--- PROVIDED ENTRIES ---
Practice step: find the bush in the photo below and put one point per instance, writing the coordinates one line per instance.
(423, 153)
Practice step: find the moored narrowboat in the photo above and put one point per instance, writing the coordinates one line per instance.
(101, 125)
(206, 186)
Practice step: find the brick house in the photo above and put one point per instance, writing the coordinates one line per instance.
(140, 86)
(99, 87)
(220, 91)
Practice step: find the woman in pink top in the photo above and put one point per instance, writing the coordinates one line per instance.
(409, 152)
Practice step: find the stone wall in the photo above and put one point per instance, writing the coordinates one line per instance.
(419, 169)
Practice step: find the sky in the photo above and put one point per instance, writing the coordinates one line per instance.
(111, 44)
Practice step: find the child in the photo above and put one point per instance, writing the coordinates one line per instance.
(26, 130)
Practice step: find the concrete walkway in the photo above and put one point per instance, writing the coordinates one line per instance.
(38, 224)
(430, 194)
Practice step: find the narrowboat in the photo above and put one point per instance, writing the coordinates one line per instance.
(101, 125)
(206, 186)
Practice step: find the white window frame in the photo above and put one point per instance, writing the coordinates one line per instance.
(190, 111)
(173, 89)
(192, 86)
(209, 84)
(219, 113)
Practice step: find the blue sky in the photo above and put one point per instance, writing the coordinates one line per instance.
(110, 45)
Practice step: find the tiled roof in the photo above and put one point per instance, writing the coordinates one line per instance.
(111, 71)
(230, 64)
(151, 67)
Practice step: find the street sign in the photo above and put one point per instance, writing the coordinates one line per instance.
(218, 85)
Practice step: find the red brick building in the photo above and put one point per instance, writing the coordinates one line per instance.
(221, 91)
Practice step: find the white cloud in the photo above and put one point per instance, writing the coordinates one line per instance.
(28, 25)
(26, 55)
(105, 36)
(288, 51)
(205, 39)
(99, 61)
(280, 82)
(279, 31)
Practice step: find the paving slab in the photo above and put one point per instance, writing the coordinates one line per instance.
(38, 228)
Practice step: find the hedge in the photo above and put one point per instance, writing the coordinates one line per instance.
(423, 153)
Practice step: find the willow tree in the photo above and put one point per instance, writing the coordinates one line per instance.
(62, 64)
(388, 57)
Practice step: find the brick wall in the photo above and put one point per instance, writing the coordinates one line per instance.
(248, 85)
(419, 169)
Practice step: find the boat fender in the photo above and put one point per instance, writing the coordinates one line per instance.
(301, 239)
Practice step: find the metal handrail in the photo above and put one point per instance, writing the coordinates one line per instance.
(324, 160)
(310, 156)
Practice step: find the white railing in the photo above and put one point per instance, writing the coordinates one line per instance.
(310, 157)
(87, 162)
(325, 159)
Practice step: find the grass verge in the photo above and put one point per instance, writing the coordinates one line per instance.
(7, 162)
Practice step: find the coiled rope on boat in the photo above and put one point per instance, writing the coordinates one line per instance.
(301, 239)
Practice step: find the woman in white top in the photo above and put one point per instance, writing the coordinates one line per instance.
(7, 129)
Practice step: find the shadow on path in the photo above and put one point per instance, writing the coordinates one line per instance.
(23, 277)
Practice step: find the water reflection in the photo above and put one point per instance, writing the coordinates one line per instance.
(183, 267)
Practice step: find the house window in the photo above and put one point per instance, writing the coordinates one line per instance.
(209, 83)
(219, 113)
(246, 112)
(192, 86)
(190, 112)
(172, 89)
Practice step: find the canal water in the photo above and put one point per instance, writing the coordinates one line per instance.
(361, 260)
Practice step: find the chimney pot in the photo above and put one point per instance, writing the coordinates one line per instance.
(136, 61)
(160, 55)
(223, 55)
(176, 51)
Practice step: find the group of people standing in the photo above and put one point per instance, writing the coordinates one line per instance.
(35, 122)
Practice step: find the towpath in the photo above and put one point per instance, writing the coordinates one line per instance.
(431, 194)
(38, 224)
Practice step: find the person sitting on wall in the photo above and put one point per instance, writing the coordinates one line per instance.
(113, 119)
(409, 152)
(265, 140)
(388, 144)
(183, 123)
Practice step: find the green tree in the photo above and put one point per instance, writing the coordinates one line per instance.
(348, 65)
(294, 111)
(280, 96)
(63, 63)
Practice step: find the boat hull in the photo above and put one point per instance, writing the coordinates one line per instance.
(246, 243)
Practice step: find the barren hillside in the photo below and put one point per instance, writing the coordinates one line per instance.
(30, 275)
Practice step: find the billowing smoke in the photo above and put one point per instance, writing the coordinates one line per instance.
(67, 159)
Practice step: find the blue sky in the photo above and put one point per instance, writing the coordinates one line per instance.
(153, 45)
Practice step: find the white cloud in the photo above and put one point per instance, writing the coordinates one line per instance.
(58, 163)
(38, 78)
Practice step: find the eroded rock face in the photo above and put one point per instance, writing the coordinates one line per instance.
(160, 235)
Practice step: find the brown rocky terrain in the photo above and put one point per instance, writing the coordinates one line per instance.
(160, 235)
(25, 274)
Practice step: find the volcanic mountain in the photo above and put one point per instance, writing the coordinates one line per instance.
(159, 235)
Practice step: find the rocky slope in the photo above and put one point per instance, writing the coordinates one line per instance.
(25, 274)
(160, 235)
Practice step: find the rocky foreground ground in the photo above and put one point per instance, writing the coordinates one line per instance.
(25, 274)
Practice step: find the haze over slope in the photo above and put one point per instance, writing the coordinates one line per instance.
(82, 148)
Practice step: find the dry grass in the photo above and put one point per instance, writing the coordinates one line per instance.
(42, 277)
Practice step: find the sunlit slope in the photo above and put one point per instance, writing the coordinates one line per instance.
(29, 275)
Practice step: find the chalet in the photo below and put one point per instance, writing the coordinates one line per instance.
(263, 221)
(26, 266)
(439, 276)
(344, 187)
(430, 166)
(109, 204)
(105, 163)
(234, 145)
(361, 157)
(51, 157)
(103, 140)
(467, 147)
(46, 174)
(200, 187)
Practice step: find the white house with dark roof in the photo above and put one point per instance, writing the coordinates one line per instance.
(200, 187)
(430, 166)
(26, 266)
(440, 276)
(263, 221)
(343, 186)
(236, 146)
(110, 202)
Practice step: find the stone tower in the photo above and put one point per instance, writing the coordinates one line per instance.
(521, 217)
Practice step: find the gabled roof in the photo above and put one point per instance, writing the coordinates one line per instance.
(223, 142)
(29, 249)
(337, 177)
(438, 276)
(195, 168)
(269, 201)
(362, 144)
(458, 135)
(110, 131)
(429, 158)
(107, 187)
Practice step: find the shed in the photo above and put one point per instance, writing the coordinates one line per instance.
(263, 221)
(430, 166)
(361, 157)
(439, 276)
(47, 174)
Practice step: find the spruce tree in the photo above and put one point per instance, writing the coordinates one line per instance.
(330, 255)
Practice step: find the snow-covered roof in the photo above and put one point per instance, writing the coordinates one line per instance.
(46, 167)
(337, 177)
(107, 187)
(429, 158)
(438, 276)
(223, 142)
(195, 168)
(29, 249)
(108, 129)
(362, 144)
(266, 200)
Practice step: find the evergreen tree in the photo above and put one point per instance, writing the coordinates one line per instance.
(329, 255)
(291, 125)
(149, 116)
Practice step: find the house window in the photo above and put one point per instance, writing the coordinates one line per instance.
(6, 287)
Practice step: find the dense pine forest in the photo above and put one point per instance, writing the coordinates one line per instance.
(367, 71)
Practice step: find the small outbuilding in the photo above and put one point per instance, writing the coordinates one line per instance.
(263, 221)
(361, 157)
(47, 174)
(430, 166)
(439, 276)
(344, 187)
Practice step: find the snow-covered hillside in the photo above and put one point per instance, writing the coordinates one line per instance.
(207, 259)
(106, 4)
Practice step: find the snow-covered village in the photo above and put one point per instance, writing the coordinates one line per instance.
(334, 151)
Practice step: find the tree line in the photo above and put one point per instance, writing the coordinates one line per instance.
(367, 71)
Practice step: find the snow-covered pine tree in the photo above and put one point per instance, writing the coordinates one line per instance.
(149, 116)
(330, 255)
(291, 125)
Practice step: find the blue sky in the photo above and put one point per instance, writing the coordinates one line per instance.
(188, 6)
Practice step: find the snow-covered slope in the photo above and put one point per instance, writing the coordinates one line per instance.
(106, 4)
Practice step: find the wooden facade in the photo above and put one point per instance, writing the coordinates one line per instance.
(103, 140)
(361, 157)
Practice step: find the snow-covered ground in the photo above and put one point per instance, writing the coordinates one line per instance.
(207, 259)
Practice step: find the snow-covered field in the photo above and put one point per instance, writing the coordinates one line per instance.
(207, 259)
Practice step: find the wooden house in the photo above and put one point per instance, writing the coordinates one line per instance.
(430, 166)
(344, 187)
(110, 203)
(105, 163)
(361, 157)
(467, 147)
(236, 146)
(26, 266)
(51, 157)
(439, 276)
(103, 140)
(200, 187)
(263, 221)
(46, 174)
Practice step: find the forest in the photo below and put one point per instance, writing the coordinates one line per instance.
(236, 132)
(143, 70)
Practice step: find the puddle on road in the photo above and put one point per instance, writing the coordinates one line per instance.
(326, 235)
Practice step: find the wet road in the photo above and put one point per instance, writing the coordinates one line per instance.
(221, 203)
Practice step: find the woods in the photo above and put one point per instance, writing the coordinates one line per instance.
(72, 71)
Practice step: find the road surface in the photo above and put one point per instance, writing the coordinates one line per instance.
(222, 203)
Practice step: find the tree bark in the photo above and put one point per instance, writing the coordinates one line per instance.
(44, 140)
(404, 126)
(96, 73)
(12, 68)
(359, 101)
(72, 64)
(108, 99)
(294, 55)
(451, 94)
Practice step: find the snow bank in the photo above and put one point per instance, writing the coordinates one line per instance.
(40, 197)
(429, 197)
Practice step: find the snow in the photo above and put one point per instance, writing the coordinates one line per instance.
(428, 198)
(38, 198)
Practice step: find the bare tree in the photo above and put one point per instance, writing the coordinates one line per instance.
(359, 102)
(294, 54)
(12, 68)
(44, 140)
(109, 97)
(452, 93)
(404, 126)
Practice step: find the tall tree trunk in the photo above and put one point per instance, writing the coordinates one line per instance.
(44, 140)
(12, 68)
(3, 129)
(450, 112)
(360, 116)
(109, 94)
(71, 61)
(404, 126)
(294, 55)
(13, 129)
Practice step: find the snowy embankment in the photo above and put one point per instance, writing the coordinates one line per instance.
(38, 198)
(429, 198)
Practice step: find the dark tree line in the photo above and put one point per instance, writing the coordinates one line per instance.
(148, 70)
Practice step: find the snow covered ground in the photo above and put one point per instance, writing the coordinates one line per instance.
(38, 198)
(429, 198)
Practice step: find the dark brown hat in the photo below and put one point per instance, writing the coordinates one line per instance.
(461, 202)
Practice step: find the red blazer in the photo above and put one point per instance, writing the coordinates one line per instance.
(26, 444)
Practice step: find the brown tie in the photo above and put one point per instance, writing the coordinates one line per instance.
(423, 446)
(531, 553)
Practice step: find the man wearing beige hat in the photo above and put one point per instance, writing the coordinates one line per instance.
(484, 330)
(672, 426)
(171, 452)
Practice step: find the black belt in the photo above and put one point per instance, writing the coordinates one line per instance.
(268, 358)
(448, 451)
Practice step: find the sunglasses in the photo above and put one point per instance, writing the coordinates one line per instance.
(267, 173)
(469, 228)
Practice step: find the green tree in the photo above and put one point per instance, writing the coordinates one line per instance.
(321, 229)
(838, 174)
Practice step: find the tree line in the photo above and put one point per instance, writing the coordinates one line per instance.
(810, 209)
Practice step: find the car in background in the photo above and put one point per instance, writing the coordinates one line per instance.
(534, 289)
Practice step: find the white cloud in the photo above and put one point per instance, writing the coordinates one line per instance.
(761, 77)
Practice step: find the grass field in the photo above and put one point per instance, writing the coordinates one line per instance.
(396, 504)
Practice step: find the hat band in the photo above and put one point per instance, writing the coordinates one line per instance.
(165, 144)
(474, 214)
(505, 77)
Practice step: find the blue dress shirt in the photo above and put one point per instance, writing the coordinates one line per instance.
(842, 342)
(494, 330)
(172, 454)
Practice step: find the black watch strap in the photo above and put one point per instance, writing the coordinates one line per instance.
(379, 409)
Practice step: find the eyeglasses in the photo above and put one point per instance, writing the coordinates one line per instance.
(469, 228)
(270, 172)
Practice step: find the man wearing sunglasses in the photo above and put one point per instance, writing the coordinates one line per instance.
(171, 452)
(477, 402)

--- EXERCISE BRIEF ---
Reproduce exactly the line containing "Practice step: find the grass field" and every line after it through the end of the records above, and nothing else.

--- SOLUTION TO THE EXERCISE ---
Practice step: find the grass field in the photo above and put one point per instance, writing the coordinates one line per instance.
(396, 504)
Practice step: find the hat band in the photo above and put one point per instance, writing the coordinates one line per instance.
(165, 144)
(474, 214)
(505, 77)
Practice step: find the blue dress shirt in the photo above and put one point per instance, writing the coordinates one line per instance.
(842, 342)
(494, 330)
(172, 454)
Practice step: find the black watch strap in the photo above and put one point per instance, writing the coordinates one line per instance.
(379, 409)
Practice step: find the eyeglasses in the photo above and put one point per instance, writing the coordinates one line per instance.
(469, 228)
(270, 172)
Practice step: find the man wearing sunglasses in the photo above and put one point per instance, writing the coordinates one line per instance.
(171, 452)
(477, 402)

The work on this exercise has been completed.